◆ **Exercise input**:
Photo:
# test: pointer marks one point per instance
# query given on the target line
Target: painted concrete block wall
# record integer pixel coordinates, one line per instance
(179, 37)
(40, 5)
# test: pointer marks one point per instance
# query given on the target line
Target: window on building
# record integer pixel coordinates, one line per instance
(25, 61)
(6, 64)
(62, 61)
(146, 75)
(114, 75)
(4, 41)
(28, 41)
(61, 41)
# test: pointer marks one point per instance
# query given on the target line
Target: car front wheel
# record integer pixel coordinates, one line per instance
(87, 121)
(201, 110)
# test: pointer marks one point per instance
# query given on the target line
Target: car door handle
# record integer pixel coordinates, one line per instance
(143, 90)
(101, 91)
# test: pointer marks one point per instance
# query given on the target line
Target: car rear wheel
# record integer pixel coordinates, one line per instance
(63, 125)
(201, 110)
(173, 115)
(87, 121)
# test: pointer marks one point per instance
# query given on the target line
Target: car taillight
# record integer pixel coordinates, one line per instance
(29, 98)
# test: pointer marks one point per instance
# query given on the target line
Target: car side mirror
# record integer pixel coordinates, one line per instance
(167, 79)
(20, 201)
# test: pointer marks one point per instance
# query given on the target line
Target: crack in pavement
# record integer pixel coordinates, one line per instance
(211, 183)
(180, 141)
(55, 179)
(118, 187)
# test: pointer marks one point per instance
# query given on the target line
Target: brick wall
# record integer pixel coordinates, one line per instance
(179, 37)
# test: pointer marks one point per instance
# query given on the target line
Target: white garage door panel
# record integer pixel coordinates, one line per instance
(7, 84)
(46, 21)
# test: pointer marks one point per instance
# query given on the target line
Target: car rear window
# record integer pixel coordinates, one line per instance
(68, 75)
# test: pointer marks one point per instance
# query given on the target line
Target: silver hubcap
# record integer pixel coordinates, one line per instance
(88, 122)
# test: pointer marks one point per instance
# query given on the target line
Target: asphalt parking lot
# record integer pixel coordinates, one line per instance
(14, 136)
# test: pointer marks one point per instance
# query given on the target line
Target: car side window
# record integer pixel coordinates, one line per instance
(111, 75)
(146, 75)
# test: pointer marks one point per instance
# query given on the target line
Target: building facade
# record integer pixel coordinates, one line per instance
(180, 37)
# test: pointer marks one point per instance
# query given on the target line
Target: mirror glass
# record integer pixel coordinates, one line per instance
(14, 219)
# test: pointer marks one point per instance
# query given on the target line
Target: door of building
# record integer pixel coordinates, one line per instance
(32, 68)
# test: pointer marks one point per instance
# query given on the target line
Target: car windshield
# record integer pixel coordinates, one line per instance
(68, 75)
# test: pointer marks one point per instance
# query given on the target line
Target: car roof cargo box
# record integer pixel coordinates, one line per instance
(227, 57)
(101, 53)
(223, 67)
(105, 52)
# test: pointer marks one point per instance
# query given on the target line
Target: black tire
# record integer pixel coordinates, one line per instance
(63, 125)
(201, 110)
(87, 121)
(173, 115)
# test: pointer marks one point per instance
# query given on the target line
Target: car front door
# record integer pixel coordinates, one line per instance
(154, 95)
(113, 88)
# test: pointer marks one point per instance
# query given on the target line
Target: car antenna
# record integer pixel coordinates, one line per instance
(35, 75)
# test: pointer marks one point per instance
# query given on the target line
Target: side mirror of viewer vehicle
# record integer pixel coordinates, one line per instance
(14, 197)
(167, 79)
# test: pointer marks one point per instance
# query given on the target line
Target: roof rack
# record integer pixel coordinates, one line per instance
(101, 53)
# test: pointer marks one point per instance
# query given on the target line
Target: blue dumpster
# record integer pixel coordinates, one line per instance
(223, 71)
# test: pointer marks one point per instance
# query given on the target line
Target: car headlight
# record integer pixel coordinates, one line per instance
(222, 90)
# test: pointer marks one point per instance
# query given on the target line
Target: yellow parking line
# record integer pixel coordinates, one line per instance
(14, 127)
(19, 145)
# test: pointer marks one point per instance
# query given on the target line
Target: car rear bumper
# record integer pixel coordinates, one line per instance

◆ **Task objective**: Reproduce the full listing above, character for character.

◆ **Answer for this exercise**:
Photo:
# test: pointer marks one point per instance
# query given on the target line
Target: painted concrete block wall
# record integer pixel coordinates, one line per instance
(179, 37)
(40, 5)
# test: pointer marks one point per instance
# query given on the target line
Target: window on building
# record integer pixel coordinates, one line per instance
(25, 61)
(6, 64)
(62, 61)
(146, 75)
(114, 75)
(4, 41)
(28, 41)
(61, 41)
# test: pointer marks one point per instance
# query given on the target line
Target: car front wheel
# record integer pixel coordinates, one line per instance
(87, 121)
(201, 110)
# test: pointer marks one point per instance
# query given on the target line
Target: car door handle
# record integer pixel coordinates, one line per instance
(143, 90)
(101, 91)
# test: pointer marks one point per instance
# query given on the target line
Target: car rear wheel
# record integer pixel coordinates, one line per instance
(63, 125)
(201, 110)
(173, 115)
(87, 121)
# test: pointer marks one point per instance
# query given on the target line
Target: car taillight
# record integer pixel coordinates, one line per instance
(29, 98)
# test: pointer marks one point per instance
# query given on the target line
Target: car side mirror
# record integer pixel coordinates, one line per instance
(167, 79)
(20, 201)
# test: pointer marks one point per instance
# query given on the target line
Target: crack in pavement
# record integer pixel coordinates, one line per instance
(211, 183)
(180, 141)
(55, 179)
(118, 187)
# test: pointer marks one point per instance
# query given on the target line
Target: brick wall
# record integer pixel coordinates, one line per instance
(179, 37)
# test: pointer marks one point per instance
# query given on the target line
Target: white garage door panel
# record integer pixel coordinates, one line per instance
(7, 84)
(46, 21)
# test: pointer marks one point per instance
# query given on the target line
Target: car rear window
# record integer pixel coordinates, one line per instance
(68, 75)
# test: pointer marks one point per instance
# query given on the target line
Target: silver hubcap
# record integer pixel coordinates, one line per instance
(88, 122)
# test: pointer marks one point per instance
# query given on the target line
Target: asphalt parking lot
# record integer pixel coordinates, one line per instance
(14, 136)
# test: pointer marks one point per instance
# query given on the target line
Target: car side window
# record integer pixel coordinates, one line per instance
(111, 75)
(146, 75)
# test: pointer marks one point per instance
# query given on the target line
Target: building facade
# record integer pixel coordinates, one line per instance
(180, 37)
# test: pointer marks one point per instance
# query given on the target line
Target: mirror glass
# record integer pixel coordinates, one line per instance
(14, 219)
# test: pointer marks one point per instance
# query given on the target line
Target: door of building
# record integer pixel coordinates, one line per instance
(32, 68)
# test: pointer marks one point per instance
# query given on the target line
Target: car windshield
# record integer pixel coordinates, one line per instance
(68, 75)
# test: pointer marks one point per instance
# query given on the target line
Target: car roof cargo box
# record integer pixel coordinates, one line per instance
(227, 57)
(101, 53)
(223, 67)
(105, 52)
# test: pointer marks one point per instance
# query given on the target line
Target: black tire
# record integer pixel coordinates, one line per instance
(63, 125)
(201, 110)
(87, 121)
(173, 115)
# test: pointer marks one point per instance
# query given on the target line
Target: car front door
# record integer pixel coordinates, one line per instance
(154, 95)
(113, 88)
# test: pointer marks one point per instance
# query given on the target line
Target: car antenna
# record integer pixel coordinates, one line per instance
(35, 75)
# test: pointer marks one point per instance
# query given on the target line
Target: side mirror of viewer vehicle
# record integer pixel coordinates, one line per instance
(14, 197)
(167, 79)
# test: pointer marks one point per instance
# query given on the target line
Target: roof rack
# record integer pixel coordinates, one line per instance
(101, 53)
# test: pointer marks one point per instance
# query given on the target line
Target: blue dumpster
# record integer pixel coordinates, one line per instance
(223, 71)
# test: pointer marks one point per instance
# query given on the target line
Target: car headlight
# record integer pixel coordinates, one line per instance
(222, 90)
# test: pointer marks one point per instance
# query given on the target line
Target: yellow parking line
# record integer pixel coordinates, one line per instance
(14, 127)
(19, 145)
# test: pointer marks one point per instance
# query given on the target line
Target: car rear bumper
# record integer pixel coordinates, one line per instance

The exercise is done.